• _PAGE EXTRACT_
[IAEP] Wiki editing

James Simmons nicestep at gmail.com
Tue Feb 5 10:21:10 EST 2013


The Booki software used to write FLOSS Manuals is an interesting approach
to a Wiki.  Anyone can edit a page, just like any other Wiki, but you can
also publish a separate, static version of the pages and you can control
who gets to publish these pages.  This gives you both worlds: a static page
that is endorsed by an editor and a collaborative environment to create and
edit pages. As a bonus you can generate a PDF of your site in a suitable
format for print on demand publishing.

This would be overkill for a lot of things, but it there was a subset of
the wiki that would benefit from tighter control on content then Booki
gives you a pretty good way of achieving that.

James Simmons

On Sat, Feb 2, 2013 at 9:54 PM, Ron Feigenblatt <docdtv at gmail.com> wrote:

> On 2/2/13, Frederick Grose <fgrose at gmail.com> wrote:
>
> > Be assured that all changes saved in a wiki can be recovered from the
> 'View
> > history' tab for a page.

• _MATERIAL_
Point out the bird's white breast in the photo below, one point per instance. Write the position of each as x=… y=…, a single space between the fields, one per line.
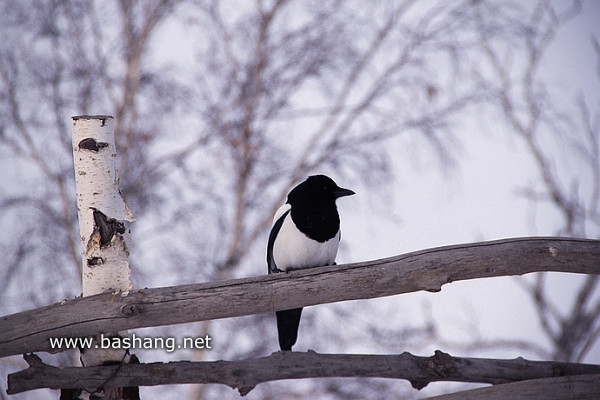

• _STATED PROBLEM 1_
List every person named in the wiki editing message.
• _STATED PROBLEM 2_
Answer these questions from the wiki editing message, one per line:
(a) Who can edit a page in the Booki software?
(b) What kind of file can Booki generate of a site for print on demand publishing?
(c) According to Frederick Grose, from which tab can saved wiki changes be recovered?

• _CORRECT RESULT 1_
James Simmons
Ron Feigenblatt
Frederick Grose

• _CORRECT RESULT 2_
(a) Anyone
(b) A PDF
(c) The 'View history' tab for a page